### Textauszug
↓↓↓

Parlamentskorrespondenz Nr. 248 vom 11.03.2016

Parlament: TOP im Nationalrat am 17. März 2016

Haus der Geschichte, illegaler Kulturgüterhandel, Diskussion über Außenpolitik und Menschenrechte, Petitionen und Bürgerinitiativen

Wien (PK) – An diesem Sitzungstag geht es um kulturpolitische Fragen, insbesondere um das geplante Haus der Geschichte und die Eindämmung des illegalen Kulturgüterhandels. Die Bewältigung der Flüchtlings- und Migrationsströme sowie die Situation von Frauen und Kindern in Krisengebieten stehen im Mittelpunkt der Debatte über die Außenpolitik und um Menschenrechte. Dem Nationalrat liegt zudem wieder eine große Anzahl von Bürgeranliegen vor.

↑↑↑

### Aufgezeichnete Daten
↓↓↓

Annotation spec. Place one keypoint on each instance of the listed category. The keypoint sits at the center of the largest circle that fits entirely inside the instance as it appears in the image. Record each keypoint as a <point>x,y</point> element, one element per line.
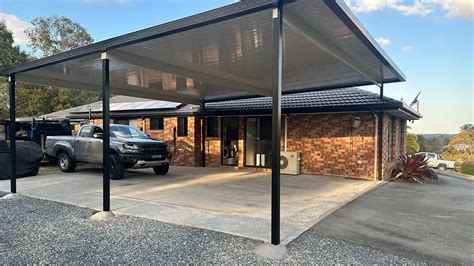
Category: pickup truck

↑↑↑

### Aufgaben
[1] Gib aus dem Textauszug den Teil wörtlich wieder, der mit den Worten „Parlament: TOP im“ beginnt und mit „von Bürgeranliegen vor.“ endet.
[2] Um welche zwei kulturpolitischen Themen geht es laut dem Textauszug an diesem Sitzungstag vor allem?
Stütze dich dabei nur auf den Textauszug, nicht auf das Material.

### Lösungen
[1]
Parlament: TOP im Nationalrat am 17. März 2016

Haus der Geschichte, illegaler Kulturgüterhandel, Diskussion über Außenpolitik und Menschenrechte, Petitionen und Bürgerinitiativen

Wien (PK) – An diesem Sitzungstag geht es um kulturpolitische Fragen, insbesondere um das geplante Haus der Geschichte und die Eindämmung des illegalen Kulturgüterhandels. Die Bewältigung der Flüchtlings- und Migrationsströme sowie die Situation von Frauen und Kindern in Krisengebieten stehen im Mittelpunkt der Debatte über die Außenpolitik und um Menschenrechte. Dem Nationalrat liegt zudem wieder eine große Anzahl von Bürgeranliegen vor.

[2] Um das geplante Haus der Geschichte und die Eindämmung des illegalen Kulturgüterhandels.